Text provided:
Do you feel as a woman it’s more difficult to get ahead in business and get investors on-board? 

It's so frustrating that structural impediments basically have not changed over the last two decades. When only 2 percent of venture capital goes to women-run startups - that basically rounds to zero. So, yes, being a woman entrepreneur definitely comes with its own set of challenges and setbacks. It's mathematically 25 times harder for us to get the financing we need to succeed. When you look at all the successful male-run companies out there - Amazon, Tesla, Warby Parker - a common denominator is accessing the significant capital that enables the entrepreneur to pivot and find their way to success. Amazon wasn't profitable for decades - we still don't know if the e-commerce business is profitable. And investors love the stock! The same leeway has never been given to a woman entrepreneur. I go in knowing it's 25 times harder for us, but we have to start somewhere in order to make a difference in the long run. 

Is the entrepreneur streak something you’re born? 

My parents were immigrants, and when I was growing up, they owned a 7-Eleven store in Toronto. They both would work seven days a week for 11 hours each day. My dad later opened a frame shop just so he could have one day off a week. Throughout my childhood, I watched my parents work night and day to support our family. There is nothing that I will ever do that is as hard as what my parents have done - moving to a new country and starting a business. So, I got my work ethic from my parents, and I also got to see first-hand that life has no rules.   

Claire & Valia Gontard, Somewhere Resort, Lombok

Claire and Valia Gontard are a duo with a unique background - half French and half Chinese, both of them grew up in Hong Kong. Their passion for exploring the world was ignited from a young age, when they traveled around Asia and Europe with their family, connecting with their grandfather’s Chinese-Indonesian roots. Lombok was always on the itinerary and a place they deeply resonated with.

Claire studied in Canada and worked in Japan, London, and Hong Kong before eventually settling down in Lombok. Valia studied in the UK, worked in Japan then embarked on an adventure to Central America, Indonesia, and Australia before starting their first hospitality project. Before they had also managed the family restaurant inside the small boutique hotel owned by their parents in Niseko, Japan, where we both worked together managing a restaurant. With much commitment, Somewhere Lombok officially opened its doors in December 2022.

Study questions:
#1 In the text on entrepreneurs, what share of venture capital goes to startups run by women?
#2 Write a few more sentences of the text on entrepreneurs, starting after its last sentence.
The material after this point is separate from the text and unrelated to it.

Data supplied:
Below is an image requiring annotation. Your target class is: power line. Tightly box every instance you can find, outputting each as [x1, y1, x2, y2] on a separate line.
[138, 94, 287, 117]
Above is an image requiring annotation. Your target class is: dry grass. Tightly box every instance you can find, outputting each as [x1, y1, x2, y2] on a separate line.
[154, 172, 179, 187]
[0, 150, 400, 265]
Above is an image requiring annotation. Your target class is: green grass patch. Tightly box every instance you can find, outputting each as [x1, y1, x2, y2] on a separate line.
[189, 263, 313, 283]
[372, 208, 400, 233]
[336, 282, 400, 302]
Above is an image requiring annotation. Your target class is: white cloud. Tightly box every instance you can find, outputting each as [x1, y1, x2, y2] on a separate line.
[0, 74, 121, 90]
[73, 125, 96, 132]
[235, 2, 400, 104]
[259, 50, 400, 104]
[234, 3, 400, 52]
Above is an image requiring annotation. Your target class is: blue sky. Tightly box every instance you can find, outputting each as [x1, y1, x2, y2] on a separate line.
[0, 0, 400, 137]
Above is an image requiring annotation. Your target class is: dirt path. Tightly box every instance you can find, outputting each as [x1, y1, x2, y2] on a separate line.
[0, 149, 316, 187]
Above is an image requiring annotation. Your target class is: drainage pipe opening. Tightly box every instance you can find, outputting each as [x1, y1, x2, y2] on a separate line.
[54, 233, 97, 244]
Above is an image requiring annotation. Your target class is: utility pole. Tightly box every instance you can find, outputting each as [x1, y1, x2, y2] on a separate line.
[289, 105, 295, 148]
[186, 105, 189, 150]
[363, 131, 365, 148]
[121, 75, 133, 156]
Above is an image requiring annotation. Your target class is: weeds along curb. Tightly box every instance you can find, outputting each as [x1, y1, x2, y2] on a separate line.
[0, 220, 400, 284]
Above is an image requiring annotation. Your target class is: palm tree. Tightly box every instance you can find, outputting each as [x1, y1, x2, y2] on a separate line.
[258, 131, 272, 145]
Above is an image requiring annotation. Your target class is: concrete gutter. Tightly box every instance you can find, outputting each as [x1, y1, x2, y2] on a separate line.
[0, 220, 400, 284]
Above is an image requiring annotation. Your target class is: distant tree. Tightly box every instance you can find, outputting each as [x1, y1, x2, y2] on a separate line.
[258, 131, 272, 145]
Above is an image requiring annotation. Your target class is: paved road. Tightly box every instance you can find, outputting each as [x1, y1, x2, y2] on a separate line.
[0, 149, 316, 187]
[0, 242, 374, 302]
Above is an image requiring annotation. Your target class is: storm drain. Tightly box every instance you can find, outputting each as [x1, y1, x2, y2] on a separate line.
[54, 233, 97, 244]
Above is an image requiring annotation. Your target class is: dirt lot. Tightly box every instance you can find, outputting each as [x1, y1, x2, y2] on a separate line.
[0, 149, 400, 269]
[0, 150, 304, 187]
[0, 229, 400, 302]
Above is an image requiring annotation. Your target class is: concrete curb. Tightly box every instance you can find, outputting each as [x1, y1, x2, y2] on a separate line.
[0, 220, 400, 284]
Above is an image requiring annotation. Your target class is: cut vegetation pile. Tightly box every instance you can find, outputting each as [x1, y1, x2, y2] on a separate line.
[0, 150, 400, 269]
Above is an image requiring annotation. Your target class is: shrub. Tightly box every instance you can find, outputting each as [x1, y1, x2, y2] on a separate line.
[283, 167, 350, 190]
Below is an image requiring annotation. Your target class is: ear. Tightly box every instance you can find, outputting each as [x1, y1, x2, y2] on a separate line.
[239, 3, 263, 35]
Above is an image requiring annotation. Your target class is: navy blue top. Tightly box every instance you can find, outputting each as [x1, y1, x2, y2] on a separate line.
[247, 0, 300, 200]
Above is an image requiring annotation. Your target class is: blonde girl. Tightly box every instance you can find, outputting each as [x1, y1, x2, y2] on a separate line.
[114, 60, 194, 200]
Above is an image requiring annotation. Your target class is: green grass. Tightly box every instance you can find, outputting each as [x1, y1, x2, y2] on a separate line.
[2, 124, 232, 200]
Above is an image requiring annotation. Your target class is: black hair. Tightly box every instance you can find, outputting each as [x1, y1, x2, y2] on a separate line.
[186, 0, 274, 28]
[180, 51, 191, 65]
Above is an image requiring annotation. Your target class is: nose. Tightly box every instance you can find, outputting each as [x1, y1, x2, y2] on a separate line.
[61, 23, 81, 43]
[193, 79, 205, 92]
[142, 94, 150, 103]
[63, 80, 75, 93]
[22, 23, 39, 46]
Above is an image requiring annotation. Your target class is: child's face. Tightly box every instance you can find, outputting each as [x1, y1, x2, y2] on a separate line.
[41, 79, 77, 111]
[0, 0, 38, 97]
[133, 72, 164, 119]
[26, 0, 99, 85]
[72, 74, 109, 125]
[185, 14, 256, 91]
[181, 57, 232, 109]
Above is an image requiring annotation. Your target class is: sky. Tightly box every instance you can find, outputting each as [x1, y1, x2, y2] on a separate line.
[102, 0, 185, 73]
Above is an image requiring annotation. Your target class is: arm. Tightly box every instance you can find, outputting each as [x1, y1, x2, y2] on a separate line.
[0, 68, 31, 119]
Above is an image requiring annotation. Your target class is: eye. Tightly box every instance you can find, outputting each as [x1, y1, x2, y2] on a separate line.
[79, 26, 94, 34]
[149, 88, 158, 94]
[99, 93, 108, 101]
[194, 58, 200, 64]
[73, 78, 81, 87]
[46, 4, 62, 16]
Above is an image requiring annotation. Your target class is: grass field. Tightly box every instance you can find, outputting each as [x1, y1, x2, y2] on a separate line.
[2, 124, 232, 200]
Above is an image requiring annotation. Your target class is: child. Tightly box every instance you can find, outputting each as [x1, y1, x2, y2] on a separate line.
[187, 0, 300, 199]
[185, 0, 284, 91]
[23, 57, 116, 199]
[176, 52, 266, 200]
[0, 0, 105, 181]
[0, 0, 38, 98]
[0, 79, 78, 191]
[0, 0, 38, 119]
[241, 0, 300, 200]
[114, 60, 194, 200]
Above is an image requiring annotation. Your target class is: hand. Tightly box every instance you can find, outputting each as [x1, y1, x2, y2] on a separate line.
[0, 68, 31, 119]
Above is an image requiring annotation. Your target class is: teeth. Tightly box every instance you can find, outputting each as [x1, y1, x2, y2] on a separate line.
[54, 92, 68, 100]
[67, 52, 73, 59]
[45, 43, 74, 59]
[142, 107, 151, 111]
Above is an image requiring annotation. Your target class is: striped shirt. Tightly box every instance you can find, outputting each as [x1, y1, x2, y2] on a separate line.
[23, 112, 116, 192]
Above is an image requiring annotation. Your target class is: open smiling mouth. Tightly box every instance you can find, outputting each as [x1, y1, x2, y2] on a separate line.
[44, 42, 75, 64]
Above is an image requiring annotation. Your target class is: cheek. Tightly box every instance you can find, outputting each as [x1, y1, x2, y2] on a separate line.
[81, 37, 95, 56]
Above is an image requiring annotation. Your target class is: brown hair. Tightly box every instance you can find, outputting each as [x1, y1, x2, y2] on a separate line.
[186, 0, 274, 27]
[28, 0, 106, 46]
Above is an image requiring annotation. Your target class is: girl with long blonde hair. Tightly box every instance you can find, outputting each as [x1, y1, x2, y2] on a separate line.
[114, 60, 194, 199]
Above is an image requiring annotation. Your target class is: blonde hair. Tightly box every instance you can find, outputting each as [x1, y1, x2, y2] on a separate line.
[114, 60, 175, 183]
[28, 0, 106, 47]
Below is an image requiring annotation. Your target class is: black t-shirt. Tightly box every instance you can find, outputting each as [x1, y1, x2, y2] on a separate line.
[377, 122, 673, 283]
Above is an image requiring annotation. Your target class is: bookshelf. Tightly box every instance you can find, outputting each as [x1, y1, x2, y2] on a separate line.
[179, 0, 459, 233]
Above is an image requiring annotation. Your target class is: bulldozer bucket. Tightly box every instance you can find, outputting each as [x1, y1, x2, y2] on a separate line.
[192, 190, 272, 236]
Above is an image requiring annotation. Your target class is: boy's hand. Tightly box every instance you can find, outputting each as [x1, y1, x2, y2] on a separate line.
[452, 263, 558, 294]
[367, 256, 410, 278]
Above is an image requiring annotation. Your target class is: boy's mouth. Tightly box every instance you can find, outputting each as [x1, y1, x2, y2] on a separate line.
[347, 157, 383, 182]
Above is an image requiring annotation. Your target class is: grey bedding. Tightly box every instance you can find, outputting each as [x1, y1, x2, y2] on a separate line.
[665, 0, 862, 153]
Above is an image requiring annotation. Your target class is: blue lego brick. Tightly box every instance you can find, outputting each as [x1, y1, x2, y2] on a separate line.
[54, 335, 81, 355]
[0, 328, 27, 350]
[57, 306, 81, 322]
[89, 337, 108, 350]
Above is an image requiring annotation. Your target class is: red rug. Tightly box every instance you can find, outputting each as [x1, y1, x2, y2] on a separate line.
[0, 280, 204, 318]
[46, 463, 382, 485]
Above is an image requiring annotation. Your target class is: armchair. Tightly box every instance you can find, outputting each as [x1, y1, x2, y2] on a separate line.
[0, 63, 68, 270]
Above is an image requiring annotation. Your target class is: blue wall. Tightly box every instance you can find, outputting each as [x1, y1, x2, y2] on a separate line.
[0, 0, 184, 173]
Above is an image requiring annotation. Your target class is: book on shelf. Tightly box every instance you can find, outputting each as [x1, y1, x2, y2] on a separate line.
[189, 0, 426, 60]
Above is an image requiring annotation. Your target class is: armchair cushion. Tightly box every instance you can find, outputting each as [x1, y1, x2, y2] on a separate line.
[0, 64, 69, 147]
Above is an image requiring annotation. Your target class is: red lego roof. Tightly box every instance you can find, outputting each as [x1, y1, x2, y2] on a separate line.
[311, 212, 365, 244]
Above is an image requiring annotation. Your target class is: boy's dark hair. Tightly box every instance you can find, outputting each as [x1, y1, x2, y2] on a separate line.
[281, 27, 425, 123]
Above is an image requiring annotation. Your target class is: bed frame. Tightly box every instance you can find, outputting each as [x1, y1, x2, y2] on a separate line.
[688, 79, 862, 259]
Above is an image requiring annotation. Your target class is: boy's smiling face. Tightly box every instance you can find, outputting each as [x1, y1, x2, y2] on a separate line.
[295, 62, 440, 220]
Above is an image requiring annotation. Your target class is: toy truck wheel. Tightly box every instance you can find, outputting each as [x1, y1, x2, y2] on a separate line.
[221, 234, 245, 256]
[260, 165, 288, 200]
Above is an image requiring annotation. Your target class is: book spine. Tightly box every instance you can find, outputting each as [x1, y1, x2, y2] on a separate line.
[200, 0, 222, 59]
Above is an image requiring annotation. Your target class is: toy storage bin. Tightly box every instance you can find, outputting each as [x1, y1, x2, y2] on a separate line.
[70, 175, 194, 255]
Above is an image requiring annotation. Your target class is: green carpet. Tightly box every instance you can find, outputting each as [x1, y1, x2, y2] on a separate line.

Answers to each task:
#1 2 percent

#2
How is it as women running a hospitality project from the ground up?

Building Somewhere Lombok from the ground up definitely came with its own challenges, and to be completely honest there were times where we felt as if we were not taken seriously: as two women in our twenties on a Muslim island where unfortunately, women currently don’t have the right to work or own land without their husband’s approval. While it has been tough to constantly feel the need to prove ourselves, it has also been rewarding to challenge those norms and contribute to a more diverse and inclusive landscape. 
How important is sustainability for the future of your hotel, career, profession?

Sustainability is not just a buzzword for us; it is ingrained in the core values of our brand. It is not only vital for the longevity and success of our business but also contributes to the well-being of the environment and community. Operating in a location where there is still a lack of resources and most importantly a lack of education on the subject comes with its challenges. This is why it is important for us to set certain standards and hopefully inspire others to follow suit.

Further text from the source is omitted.